(Исходные данные)
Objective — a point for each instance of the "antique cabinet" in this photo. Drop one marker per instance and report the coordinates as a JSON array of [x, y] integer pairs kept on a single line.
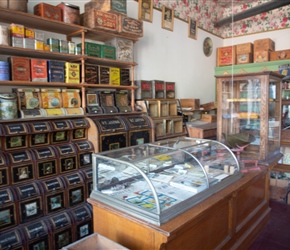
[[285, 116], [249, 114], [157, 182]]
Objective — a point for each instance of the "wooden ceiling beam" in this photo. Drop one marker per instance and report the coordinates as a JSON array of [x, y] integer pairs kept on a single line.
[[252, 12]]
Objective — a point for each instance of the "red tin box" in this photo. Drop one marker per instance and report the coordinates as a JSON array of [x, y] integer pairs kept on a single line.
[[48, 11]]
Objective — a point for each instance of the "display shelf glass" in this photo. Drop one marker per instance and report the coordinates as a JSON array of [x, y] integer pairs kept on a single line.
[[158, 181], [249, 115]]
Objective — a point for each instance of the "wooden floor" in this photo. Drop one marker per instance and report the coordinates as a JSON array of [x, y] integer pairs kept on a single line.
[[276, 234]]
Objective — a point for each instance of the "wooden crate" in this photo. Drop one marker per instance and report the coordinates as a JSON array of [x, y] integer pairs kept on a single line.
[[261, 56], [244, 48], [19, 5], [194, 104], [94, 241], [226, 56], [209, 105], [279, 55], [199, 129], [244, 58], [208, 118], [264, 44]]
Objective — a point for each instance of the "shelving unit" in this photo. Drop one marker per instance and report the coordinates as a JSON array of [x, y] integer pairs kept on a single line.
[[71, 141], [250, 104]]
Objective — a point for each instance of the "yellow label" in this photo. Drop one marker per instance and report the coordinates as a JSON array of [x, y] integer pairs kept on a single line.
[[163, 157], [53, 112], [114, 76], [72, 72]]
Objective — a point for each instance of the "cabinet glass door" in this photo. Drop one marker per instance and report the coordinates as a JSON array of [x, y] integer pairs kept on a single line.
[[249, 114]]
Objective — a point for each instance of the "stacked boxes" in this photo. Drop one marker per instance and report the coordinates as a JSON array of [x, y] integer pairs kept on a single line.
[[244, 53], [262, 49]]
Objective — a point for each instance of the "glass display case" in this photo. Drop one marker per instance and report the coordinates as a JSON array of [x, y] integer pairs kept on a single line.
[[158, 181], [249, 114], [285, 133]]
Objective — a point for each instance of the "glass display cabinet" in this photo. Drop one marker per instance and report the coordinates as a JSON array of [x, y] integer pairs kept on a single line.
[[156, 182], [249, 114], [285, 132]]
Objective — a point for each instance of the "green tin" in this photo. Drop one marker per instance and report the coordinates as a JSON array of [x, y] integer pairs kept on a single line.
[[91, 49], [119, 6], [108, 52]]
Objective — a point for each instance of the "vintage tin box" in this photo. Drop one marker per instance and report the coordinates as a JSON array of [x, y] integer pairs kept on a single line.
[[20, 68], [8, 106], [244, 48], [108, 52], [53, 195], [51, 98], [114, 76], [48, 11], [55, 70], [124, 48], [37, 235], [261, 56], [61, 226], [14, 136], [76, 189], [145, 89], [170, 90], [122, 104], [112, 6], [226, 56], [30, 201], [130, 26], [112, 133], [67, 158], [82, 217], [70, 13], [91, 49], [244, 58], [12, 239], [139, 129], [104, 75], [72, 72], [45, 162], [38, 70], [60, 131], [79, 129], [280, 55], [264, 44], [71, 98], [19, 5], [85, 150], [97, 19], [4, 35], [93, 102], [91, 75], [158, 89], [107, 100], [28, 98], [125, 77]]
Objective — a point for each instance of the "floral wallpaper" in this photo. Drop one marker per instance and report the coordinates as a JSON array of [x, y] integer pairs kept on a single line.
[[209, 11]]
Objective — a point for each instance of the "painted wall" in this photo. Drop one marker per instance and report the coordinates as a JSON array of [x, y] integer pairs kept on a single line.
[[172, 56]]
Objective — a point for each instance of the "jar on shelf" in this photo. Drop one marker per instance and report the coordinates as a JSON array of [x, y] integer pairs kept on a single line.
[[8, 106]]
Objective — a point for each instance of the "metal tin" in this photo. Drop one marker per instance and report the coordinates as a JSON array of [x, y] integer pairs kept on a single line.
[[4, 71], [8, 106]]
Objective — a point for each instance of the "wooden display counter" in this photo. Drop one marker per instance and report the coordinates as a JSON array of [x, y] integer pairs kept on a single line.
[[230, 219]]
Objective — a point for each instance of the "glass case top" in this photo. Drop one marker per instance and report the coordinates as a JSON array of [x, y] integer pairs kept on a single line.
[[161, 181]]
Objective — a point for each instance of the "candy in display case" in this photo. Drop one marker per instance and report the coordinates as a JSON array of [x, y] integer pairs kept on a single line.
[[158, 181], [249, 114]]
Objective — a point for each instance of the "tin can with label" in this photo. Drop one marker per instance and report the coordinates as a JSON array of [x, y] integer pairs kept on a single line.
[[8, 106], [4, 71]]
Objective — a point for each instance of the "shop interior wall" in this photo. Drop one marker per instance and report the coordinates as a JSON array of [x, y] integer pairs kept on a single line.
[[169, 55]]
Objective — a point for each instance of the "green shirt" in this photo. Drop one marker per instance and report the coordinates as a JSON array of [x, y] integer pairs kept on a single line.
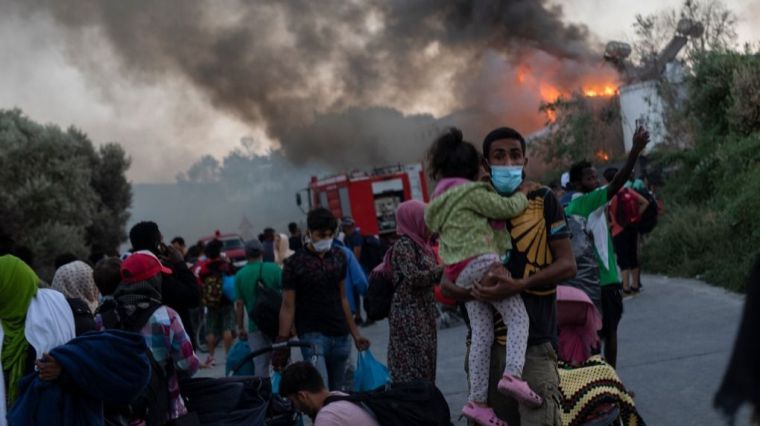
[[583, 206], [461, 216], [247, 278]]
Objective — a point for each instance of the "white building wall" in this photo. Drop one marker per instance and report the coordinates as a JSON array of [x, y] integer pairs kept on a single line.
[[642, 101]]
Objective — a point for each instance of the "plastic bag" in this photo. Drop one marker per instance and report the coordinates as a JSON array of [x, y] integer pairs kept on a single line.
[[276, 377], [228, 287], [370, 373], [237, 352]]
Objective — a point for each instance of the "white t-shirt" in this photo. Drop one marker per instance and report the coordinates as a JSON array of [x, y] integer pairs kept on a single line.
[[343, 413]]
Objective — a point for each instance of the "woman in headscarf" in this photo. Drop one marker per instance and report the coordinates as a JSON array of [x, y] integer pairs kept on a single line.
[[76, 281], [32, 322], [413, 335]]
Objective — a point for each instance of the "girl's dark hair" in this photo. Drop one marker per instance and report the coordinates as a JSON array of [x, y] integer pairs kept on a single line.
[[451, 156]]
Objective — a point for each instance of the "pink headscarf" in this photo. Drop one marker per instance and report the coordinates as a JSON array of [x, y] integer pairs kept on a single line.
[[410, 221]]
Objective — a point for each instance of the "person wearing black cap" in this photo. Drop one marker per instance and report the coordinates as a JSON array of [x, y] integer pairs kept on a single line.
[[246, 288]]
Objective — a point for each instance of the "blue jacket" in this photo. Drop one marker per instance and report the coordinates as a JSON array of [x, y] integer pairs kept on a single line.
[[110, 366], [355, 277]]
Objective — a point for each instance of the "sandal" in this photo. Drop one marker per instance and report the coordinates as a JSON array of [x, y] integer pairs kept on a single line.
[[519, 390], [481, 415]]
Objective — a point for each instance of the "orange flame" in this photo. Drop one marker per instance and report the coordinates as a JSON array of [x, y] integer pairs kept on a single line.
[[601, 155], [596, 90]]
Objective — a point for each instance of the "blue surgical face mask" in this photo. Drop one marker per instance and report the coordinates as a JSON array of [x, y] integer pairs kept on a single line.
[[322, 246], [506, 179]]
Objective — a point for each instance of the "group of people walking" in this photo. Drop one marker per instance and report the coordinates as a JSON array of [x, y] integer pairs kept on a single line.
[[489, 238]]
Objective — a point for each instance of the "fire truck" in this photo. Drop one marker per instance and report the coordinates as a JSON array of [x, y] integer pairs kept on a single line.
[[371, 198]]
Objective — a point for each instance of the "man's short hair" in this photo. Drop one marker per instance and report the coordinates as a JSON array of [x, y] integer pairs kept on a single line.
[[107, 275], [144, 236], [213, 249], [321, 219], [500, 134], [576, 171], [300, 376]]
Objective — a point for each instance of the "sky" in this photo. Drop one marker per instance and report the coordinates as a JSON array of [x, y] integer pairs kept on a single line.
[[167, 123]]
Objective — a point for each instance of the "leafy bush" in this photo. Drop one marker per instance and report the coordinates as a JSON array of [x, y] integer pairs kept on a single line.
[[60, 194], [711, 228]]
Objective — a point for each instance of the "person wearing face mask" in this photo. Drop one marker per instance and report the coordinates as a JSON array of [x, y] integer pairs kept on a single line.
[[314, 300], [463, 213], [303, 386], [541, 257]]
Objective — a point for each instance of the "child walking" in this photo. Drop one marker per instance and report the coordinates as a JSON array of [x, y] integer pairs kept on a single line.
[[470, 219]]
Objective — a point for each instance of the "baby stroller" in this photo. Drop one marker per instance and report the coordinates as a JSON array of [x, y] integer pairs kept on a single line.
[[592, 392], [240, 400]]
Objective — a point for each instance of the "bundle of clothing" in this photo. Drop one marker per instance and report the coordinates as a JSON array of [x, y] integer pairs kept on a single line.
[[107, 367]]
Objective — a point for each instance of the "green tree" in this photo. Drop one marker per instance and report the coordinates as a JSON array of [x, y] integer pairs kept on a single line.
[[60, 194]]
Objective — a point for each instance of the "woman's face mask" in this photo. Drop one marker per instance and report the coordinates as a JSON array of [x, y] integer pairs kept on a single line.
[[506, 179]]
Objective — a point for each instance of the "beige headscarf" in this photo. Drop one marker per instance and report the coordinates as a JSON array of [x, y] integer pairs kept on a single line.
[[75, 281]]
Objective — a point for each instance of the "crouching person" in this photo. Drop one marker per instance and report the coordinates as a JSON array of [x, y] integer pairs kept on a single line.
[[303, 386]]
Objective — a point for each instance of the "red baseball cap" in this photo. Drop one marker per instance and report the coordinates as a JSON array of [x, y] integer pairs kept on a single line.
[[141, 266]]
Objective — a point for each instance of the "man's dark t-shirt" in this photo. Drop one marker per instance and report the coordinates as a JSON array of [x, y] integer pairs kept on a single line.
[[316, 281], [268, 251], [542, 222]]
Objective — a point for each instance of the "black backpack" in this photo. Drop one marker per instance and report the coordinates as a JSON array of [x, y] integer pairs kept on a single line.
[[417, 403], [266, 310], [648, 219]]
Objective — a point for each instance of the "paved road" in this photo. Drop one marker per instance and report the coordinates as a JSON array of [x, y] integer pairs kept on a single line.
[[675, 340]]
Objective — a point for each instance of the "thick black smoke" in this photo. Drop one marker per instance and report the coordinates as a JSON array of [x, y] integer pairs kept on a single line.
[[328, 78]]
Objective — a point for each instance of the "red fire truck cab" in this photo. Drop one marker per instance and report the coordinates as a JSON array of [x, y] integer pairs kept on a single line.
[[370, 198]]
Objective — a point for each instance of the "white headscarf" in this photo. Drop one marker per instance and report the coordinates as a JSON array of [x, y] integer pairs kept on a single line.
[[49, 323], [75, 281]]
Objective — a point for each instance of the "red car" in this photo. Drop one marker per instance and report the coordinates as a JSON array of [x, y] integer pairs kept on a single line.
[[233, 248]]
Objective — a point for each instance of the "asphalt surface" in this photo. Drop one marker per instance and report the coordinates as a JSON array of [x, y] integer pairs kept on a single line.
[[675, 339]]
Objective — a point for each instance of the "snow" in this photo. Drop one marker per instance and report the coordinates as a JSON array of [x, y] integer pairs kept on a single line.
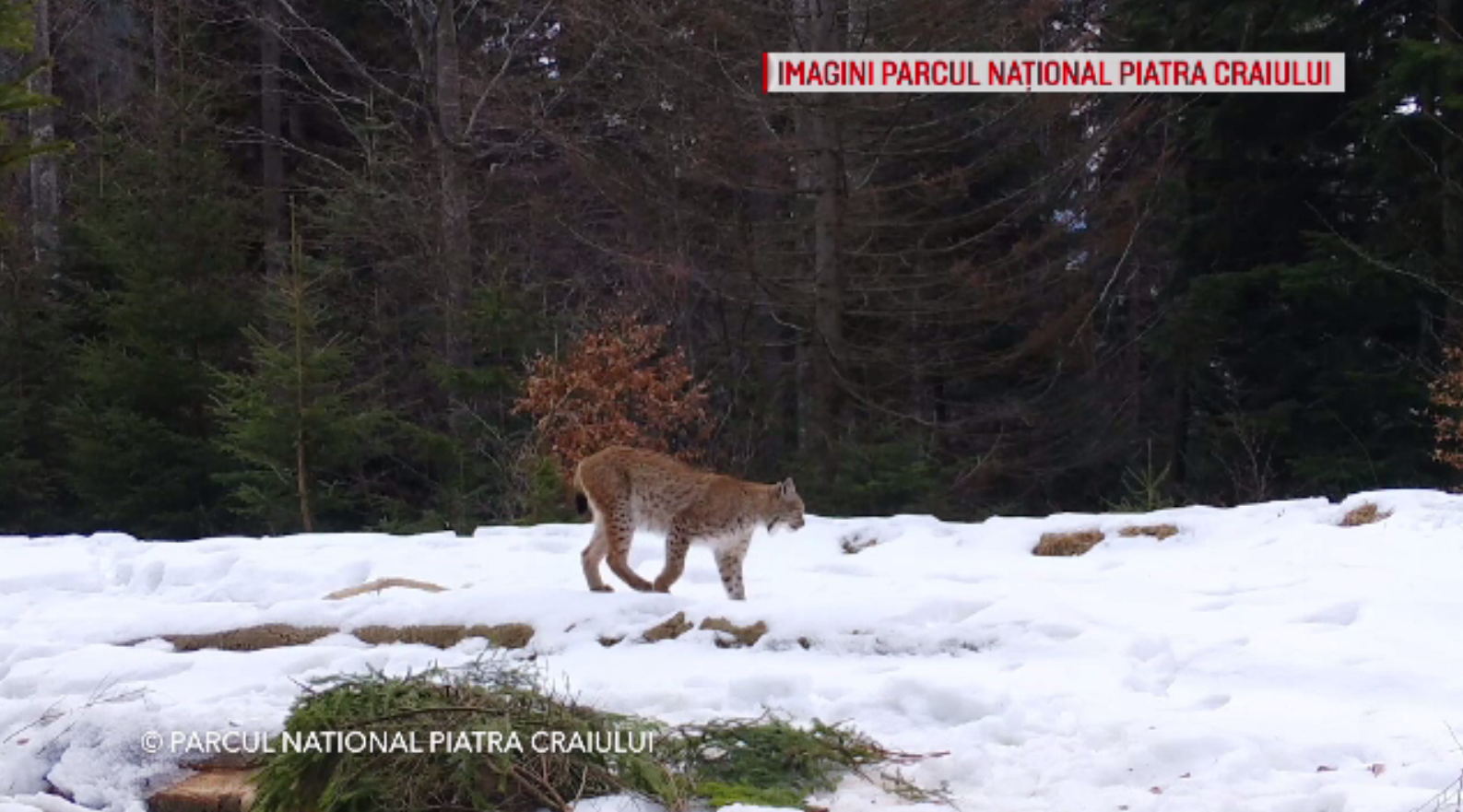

### ЗАДАЧА
Перепишите материал без изменений с самого начала и до строки, в которой стоит «[[285, 116], [249, 114], [157, 182]]», включительно. Изображения в ответ не переносите.

### РЕШЕНИЕ
Objective — a point for each instance of the "antique cabinet" in this photo. Drop one marker per instance and report the coordinates as a JSON array of [x, y] integer pairs kept on a single line.
[[285, 116], [249, 114], [157, 182]]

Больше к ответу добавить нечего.